(Textabschnitt):
Waldrefugien sollen mit der Zeit zu Urwald werden

Den Abschluss der Exkursion bildete der Besuch des Waldrefugiums, dessen Grenzen mit blauen Wellenlinien und senkrechten Strichen an den Bäumen gekennzeichnet sind. Innerhalb dieser Fläche darf kein Baum mehr gefällt werden. Späth erklärte, dass das abgestorbene Holz im Waldrefugium verbleibe und dort wertvoller Lebensraum für Insekten, Spinnen, Vögel und Fledermäuse sei. Zudem dienen die Waldrefugien als Forschungsflächen zur Beobachtung der natürlichen Waldentwicklung. Nach einem Rundgang durch den künftigen Mini-Urwald machte die Gruppe einen kurzen Stopp an einer kleinen Fichtenfläche, die im Spätsommer vom Borkenkäfer befallen wurde. Späth erläuterte, dass die Trockenheit und hohen Temperaturen den Bäumen zusetzten und dass Fichten in seinem Revier aufgrund des Klimawandels nicht mehr gepflanzt werden. Stattdessen wird der Fokus auf klimastabile Baumarten gelegt.

[Einträge aus einem Datensatz]

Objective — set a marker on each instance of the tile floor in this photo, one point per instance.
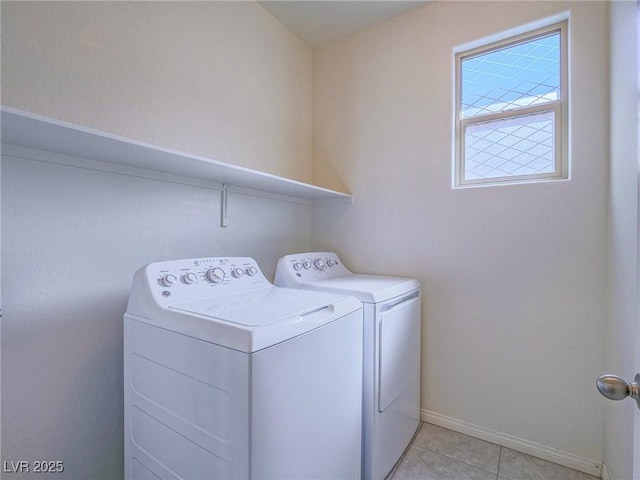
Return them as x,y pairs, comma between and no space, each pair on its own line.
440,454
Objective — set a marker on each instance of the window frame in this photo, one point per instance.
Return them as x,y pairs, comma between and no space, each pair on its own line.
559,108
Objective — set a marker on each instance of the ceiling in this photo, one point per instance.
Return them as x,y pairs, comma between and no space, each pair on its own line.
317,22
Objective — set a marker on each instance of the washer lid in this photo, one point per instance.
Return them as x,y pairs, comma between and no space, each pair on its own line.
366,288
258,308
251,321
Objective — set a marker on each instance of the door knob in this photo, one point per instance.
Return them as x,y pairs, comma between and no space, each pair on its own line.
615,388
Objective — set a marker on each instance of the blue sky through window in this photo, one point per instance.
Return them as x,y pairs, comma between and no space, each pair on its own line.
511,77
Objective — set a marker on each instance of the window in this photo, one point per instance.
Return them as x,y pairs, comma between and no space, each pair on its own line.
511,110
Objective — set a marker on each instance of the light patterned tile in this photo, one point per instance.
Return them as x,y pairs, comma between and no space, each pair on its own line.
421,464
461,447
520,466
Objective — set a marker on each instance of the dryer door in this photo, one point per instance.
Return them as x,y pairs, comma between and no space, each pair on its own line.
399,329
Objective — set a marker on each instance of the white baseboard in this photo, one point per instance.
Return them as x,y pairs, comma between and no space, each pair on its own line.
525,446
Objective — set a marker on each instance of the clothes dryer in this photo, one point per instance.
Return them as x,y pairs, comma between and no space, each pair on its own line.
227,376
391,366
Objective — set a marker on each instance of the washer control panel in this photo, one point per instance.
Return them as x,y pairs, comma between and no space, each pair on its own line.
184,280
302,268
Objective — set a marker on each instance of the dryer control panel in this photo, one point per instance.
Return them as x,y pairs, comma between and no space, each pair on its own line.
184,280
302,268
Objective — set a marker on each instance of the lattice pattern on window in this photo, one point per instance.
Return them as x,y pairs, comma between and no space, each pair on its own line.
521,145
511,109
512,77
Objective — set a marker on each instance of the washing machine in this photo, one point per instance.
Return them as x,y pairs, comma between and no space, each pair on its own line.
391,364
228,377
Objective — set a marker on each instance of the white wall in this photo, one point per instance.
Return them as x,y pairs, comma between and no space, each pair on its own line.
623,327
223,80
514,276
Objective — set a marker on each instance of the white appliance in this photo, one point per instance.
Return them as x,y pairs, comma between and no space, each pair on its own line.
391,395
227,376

==

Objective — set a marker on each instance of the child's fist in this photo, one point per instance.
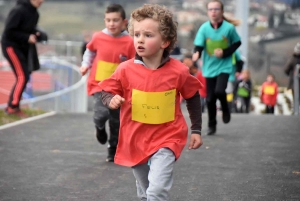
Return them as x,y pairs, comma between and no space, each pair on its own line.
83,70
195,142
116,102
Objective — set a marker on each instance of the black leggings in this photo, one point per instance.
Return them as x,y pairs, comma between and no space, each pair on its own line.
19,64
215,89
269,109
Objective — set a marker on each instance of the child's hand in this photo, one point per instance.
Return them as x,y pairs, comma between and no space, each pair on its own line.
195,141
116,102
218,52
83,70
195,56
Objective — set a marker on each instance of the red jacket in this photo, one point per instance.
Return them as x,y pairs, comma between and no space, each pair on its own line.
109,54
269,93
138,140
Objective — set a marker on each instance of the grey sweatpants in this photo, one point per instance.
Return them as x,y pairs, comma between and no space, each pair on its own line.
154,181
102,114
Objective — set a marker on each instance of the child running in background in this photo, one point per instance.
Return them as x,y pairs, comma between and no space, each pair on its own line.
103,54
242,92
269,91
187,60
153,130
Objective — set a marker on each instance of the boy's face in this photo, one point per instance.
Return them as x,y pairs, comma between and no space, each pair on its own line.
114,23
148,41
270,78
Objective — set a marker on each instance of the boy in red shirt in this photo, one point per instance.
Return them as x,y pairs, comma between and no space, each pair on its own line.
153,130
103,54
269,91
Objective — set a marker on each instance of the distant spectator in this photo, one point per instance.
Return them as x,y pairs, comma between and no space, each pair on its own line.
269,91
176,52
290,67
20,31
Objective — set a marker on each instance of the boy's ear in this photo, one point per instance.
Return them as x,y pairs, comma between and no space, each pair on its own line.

* * *

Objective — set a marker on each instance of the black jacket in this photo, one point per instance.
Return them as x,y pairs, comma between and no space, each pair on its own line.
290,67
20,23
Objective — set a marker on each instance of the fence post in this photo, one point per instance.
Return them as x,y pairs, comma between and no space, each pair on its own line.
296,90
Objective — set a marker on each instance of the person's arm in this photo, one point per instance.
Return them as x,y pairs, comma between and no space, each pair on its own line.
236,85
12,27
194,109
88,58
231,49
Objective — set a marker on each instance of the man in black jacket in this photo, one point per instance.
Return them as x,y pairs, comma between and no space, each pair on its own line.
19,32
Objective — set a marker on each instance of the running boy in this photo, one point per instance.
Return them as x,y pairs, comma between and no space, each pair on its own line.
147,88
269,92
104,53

(Schriftliche Aufgabe): Übertragen Sie aus dem Text über Waldrefugien wortgetreu den Teil, der mit den Worten „Den Abschluss der“ beginnt und mit „klimastabile Baumarten gelegt.“ endet.

(Schriftliche Antwort):
Den Abschluss der Exkursion bildete der Besuch des Waldrefugiums, dessen Grenzen mit blauen Wellenlinien und senkrechten Strichen an den Bäumen gekennzeichnet sind. Innerhalb dieser Fläche darf kein Baum mehr gefällt werden. Späth erklärte, dass das abgestorbene Holz im Waldrefugium verbleibe und dort wertvoller Lebensraum für Insekten, Spinnen, Vögel und Fledermäuse sei. Zudem dienen die Waldrefugien als Forschungsflächen zur Beobachtung der natürlichen Waldentwicklung. Nach einem Rundgang durch den künftigen Mini-Urwald machte die Gruppe einen kurzen Stopp an einer kleinen Fichtenfläche, die im Spätsommer vom Borkenkäfer befallen wurde. Späth erläuterte, dass die Trockenheit und hohen Temperaturen den Bäumen zusetzten und dass Fichten in seinem Revier aufgrund des Klimawandels nicht mehr gepflanzt werden. Stattdessen wird der Fokus auf klimastabile Baumarten gelegt.